» **What the exercise asks**
Can you render every entry below as a Markdown table with a Row column for the line number and a Text column for the line itself, skipping blank lines? Leave the pictures out of the answer.

——

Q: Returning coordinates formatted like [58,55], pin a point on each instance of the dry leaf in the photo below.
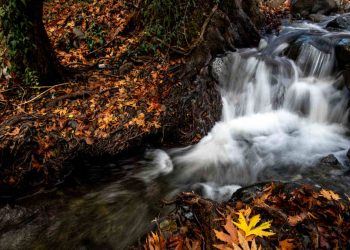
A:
[155,242]
[296,219]
[251,229]
[329,195]
[14,132]
[287,244]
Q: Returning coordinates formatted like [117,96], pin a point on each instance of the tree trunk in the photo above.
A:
[42,58]
[37,55]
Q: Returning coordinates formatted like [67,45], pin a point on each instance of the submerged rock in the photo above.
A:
[342,52]
[341,22]
[306,7]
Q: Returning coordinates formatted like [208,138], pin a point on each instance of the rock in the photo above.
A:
[316,17]
[324,7]
[297,6]
[342,52]
[274,3]
[252,9]
[341,22]
[346,75]
[305,7]
[330,160]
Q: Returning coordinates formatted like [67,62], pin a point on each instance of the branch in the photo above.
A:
[43,93]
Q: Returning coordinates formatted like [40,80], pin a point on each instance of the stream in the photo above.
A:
[285,117]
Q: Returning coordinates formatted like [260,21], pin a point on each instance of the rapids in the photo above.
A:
[285,108]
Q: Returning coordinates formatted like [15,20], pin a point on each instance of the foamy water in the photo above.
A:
[276,113]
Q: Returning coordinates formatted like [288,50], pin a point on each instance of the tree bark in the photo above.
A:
[38,56]
[42,58]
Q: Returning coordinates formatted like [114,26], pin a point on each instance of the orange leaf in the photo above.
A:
[287,244]
[14,132]
[329,195]
[294,220]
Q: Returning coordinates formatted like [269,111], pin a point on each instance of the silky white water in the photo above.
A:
[277,113]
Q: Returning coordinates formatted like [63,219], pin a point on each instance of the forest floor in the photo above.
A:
[265,216]
[113,96]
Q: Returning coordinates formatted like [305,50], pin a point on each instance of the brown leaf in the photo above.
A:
[14,132]
[329,195]
[287,244]
[296,219]
[155,242]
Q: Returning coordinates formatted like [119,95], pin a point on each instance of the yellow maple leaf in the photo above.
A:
[251,228]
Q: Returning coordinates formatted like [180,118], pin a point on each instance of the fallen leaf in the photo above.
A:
[287,244]
[296,219]
[14,132]
[329,195]
[251,229]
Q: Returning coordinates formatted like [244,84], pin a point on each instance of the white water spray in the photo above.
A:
[277,113]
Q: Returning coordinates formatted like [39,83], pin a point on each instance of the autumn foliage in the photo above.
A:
[272,216]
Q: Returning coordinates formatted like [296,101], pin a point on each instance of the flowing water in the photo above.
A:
[280,117]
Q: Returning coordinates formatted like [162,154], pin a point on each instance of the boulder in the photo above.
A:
[274,3]
[342,52]
[306,7]
[341,22]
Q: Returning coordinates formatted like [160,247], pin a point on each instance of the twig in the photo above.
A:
[199,39]
[43,93]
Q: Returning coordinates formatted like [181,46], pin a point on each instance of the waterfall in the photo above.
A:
[277,112]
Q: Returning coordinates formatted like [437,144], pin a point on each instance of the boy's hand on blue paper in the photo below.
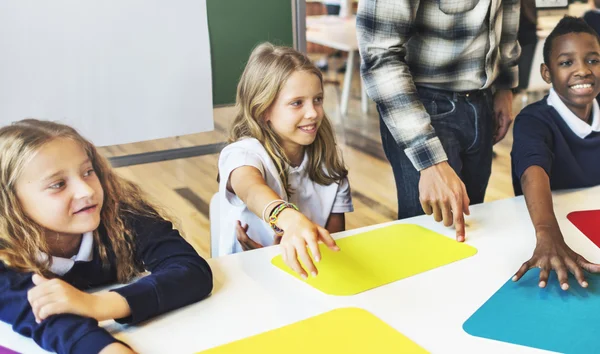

——

» **Full response**
| Row | Text |
|---|---|
| 1 | Q: Returning coordinates formatted like [58,55], pin a point on each instance of the dry leaf in the photo below. |
| 2 | A: |
| 3 | [155,242] |
| 4 | [296,219] |
| 5 | [251,229] |
| 6 | [329,195] |
| 7 | [14,132] |
| 8 | [287,244] |
| 9 | Q: Returning coordinates formatted like [117,96], pin a point on each instance of the tree trunk in the photo above. |
| 10 | A: |
| 11 | [42,58] |
| 12 | [37,55] |
| 13 | Q: Returning coordinates formatted like [67,45], pin a point on each instance of the submerged rock in the photo above. |
| 14 | A: |
| 15 | [342,52] |
| 16 | [341,22] |
| 17 | [306,7] |
| 18 | Q: Returning coordinates formatted like [208,138], pin a point on each instance of the rock in the photo above. |
| 19 | A: |
| 20 | [316,17] |
| 21 | [324,7] |
| 22 | [297,6] |
| 23 | [342,52] |
| 24 | [274,3] |
| 25 | [252,9] |
| 26 | [341,22] |
| 27 | [346,75] |
| 28 | [305,7] |
| 29 | [330,160] |
| 30 | Q: Returning coordinates formatted like [67,62], pin a point on each instance of the branch in the photo above. |
| 31 | A: |
| 32 | [43,93] |
| 33 | Q: Returning coordinates formatted like [40,80], pin a point on each instance of the stream in the photo above. |
| 34 | A: |
| 35 | [285,117] |
| 36 | Q: Returning coordinates formatted like [260,21], pin a point on each instance of the rapids in the photo above. |
| 37 | A: |
| 38 | [285,108] |
| 39 | Q: Returning coordinates formatted like [15,20], pin a point on each instance of the foamy water in the photo above. |
| 40 | A: |
| 41 | [276,113] |
| 42 | Q: Returning coordinates formatted like [288,50], pin a point on each instance of the tree bark in the photo above. |
| 43 | A: |
| 44 | [38,56] |
| 45 | [42,58] |
| 46 | Q: Returning coordinates formatted like [114,26], pin a point on each instance of the orange leaf in the photo above. |
| 47 | A: |
| 48 | [287,244] |
| 49 | [14,132] |
| 50 | [329,195] |
| 51 | [294,220] |
| 52 | Q: Returning coordinates formatted like [269,111], pin a point on each instance of the silky white water in the photo above. |
| 53 | A: |
| 54 | [277,113] |
| 55 | Q: Returning coordinates formatted like [63,219], pin a point on each instance of the forest floor in the photo above. |
| 56 | A: |
| 57 | [265,216] |
| 58 | [113,96] |
| 59 | Q: Returning coordinates formatted like [305,50], pin a point on each instance of the brown leaf in the photo above. |
| 60 | A: |
| 61 | [14,132] |
| 62 | [329,195] |
| 63 | [287,244] |
| 64 | [296,219] |
| 65 | [155,242] |
| 66 | Q: Returning coordinates formatted like [119,95], pin a point on each instance of the yellow maple leaf in the photo above. |
| 67 | A: |
| 68 | [251,228] |
| 69 | Q: Returning coordinates formatted like [180,118], pin a point on each instance of the fallen leaf in the photo above. |
| 70 | A: |
| 71 | [287,244] |
| 72 | [296,219] |
| 73 | [14,132] |
| 74 | [329,195] |
| 75 | [251,229] |
| 76 | Q: Returning coordinates formatted like [244,84], pin a point on each instance of the white water spray in the photo above. |
| 77 | A: |
| 78 | [277,113] |
| 79 | Q: Returning coordinates formatted like [39,83], pin a point on each instance of the autumn foliage in the photo above. |
| 80 | A: |
| 81 | [272,216] |
| 82 | Q: Returning coordinates formatted like [296,101], pin a point on each instance of the flowing water in the photo above. |
| 83 | A: |
| 84 | [280,117] |
| 85 | Q: Returning coordinates formatted like [162,154], pin a point on each instance of the boulder in the photo above. |
| 86 | A: |
| 87 | [274,3] |
| 88 | [342,52] |
| 89 | [306,7] |
| 90 | [341,22] |
| 91 | Q: Returning coordinates formatted like [160,247], pin a point on each instance of the twig in the photo above. |
| 92 | A: |
| 93 | [199,39] |
| 94 | [43,93] |
| 95 | Q: Returning coordinates formatted like [181,46], pin a point on each instance of the waterfall in the photo above. |
| 96 | A: |
| 97 | [277,112] |
| 98 | Q: Returning coordinates formatted like [437,144], pin a point on each instance of the boy's hand on blue paper in the photo below. |